- _Problem details_
Quote the passage in the blog post below on the UK High Court ruling about "An Inconvenient Truth" word for word, from "Well, no, actually." up to and including "do some digging.".

- _Excerpt_
══════════════════════════════

Unspinning The UK High Court on Inconvenient Truth

[UPDATED – see the end of the entry]
As the course I’ve just finished tutoring spent some time using Al Gore’s ‘An Inconvenient Truth’ as a resource, I was interested when I was linked to this from the NZ Centre for Political Research:

“Politics in Schools on Trial: Schools around New Zealand that are using Al Gore’s controversial film ‘An Inconvenient Truth’ to promote the Government’s climate change agenda should be warned that a High Court ruling in Britain has just found that the film is unfit for schools.”

Well, no, actually. The “NZ Centre for Political Research” is (cod-libertarian) ACT MP Muriel Newman and her friends. (See previous post on spam-mistress Muriel.) She has close ties to the extremely dubious neoliberal policy thinktank the Maxim Institute, who are quoted in the article, and who I’d wager forwarded it on to her in the first place. The message stands apart from its bearers, of course, but the provenance of this piece is *extremely* dubious. So lets do some digging.
A quick google on the name of the protagonist here, Stewart Dimmock, shows that the first half of Muriel’s NZCPR piece on this was a straight cut-and-paste that has been circling around the right-wing blogs.
A crucial piece of spin right away: Stewart Dimmock is described as “a lorry driver and school governor from Kent”, but there is no mention that he’s also a member of UK neo-liberal political party The New Party (http://newparty.co.uk/index.html). Characterised as a man of the people standing up for common sense, he is in fact deeply partisan himself. Notice that the substance of his attack is that the film is “political spin” – typical new-Right strategy, framing a scientific argument as a political (and therefore opinion-driven) one.
The New Party’s press release is the source of Muriel’s article. I note that it turned up on the Reuters wire and ran in NZ newspapers without reflection or further investigation.
So we have a classic new-Right attack on climate change, by the same people that attack the IPCC report and think it’s all just scaremongering. (I note with bitter amusement that the New Party’s policy page on “Fair trade” is about getting rid of farmer subsidies in France so the UK could compete fairly. No kidding.)

══════════════════════════════

- _Provided material_
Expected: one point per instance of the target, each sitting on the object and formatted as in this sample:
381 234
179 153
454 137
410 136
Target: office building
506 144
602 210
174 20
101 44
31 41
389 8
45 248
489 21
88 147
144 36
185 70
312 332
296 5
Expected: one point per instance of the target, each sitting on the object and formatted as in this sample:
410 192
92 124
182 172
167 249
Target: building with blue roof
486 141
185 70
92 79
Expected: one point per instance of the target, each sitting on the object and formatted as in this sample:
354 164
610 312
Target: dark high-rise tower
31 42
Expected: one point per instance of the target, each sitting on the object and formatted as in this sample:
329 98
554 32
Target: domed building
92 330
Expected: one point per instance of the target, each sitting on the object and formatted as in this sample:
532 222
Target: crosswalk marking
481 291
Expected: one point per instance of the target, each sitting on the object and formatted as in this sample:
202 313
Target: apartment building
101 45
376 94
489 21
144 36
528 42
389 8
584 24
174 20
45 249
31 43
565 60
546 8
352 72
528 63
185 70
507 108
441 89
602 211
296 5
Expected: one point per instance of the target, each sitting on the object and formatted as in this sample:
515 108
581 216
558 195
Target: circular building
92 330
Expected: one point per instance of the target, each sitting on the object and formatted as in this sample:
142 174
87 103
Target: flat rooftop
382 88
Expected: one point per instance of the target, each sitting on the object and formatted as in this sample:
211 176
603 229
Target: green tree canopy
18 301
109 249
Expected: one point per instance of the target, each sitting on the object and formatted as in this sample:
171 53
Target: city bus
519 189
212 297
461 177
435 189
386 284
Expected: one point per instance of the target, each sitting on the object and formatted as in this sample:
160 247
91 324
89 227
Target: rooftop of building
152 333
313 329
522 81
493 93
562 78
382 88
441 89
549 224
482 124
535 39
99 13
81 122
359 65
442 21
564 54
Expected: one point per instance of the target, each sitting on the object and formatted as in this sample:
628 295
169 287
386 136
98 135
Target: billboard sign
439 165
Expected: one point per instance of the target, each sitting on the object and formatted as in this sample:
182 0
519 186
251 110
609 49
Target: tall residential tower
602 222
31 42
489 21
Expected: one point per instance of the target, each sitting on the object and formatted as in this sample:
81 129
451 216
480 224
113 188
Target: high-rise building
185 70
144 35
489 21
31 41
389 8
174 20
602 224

══════════════════════════════

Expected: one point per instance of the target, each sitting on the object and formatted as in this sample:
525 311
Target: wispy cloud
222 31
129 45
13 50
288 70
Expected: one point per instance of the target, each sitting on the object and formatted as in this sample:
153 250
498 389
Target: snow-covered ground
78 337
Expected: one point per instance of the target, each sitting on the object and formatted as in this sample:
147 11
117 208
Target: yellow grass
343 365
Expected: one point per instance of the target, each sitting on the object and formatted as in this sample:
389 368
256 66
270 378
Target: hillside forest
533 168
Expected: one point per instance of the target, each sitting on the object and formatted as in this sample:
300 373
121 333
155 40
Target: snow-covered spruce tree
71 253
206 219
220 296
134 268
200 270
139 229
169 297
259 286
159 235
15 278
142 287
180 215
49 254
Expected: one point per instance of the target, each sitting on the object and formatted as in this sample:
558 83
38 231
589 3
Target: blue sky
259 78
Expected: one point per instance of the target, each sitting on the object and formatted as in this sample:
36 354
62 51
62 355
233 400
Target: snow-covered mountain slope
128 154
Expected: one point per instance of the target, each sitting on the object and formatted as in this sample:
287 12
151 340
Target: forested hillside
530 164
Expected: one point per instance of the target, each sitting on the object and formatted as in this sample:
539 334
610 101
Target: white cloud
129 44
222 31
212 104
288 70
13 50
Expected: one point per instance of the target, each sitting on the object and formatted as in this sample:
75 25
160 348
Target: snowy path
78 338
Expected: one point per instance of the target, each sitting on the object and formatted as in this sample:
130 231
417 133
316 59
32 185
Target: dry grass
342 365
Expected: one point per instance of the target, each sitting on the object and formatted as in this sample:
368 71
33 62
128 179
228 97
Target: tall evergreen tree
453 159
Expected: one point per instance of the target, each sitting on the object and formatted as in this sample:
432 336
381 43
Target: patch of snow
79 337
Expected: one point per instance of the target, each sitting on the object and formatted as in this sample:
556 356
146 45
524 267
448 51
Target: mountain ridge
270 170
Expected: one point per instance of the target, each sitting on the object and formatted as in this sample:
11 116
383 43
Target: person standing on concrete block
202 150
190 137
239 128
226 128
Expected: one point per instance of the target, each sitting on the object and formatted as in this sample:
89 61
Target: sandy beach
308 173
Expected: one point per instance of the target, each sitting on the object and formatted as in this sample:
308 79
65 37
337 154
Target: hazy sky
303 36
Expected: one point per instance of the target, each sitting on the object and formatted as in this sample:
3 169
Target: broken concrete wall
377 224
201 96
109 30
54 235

══════════════════════════════

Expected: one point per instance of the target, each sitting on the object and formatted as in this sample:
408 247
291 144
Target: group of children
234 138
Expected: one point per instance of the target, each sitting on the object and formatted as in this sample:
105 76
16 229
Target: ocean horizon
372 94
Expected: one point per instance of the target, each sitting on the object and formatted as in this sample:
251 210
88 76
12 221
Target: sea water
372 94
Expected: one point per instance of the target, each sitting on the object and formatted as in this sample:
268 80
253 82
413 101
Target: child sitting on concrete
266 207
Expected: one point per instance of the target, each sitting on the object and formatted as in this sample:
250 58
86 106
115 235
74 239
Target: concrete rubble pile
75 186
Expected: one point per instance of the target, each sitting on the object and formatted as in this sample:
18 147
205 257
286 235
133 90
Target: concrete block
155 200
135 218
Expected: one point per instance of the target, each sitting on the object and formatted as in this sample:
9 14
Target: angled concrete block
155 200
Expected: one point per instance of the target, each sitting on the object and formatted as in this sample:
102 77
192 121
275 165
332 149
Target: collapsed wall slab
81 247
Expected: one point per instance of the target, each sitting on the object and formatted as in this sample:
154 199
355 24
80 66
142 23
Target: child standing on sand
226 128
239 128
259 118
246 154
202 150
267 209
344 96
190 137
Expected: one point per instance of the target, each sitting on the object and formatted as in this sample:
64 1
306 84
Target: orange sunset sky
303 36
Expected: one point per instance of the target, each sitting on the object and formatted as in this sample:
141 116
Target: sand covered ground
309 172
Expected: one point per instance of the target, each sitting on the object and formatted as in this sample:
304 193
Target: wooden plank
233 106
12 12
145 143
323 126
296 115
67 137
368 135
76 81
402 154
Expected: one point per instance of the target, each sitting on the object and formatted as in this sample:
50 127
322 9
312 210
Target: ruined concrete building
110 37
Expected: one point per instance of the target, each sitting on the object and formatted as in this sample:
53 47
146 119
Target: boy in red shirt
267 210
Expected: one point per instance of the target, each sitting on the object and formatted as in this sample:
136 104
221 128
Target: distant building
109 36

══════════════════════════════

- _Response below_
Well, no, actually. The “NZ Centre for Political Research” is (cod-libertarian) ACT MP Muriel Newman and her friends. (See previous post on spam-mistress Muriel.) She has close ties to the extremely dubious neoliberal policy thinktank the Maxim Institute, who are quoted in the article, and who I’d wager forwarded it on to her in the first place. The message stands apart from its bearers, of course, but the provenance of this piece is *extremely* dubious. So lets do some digging.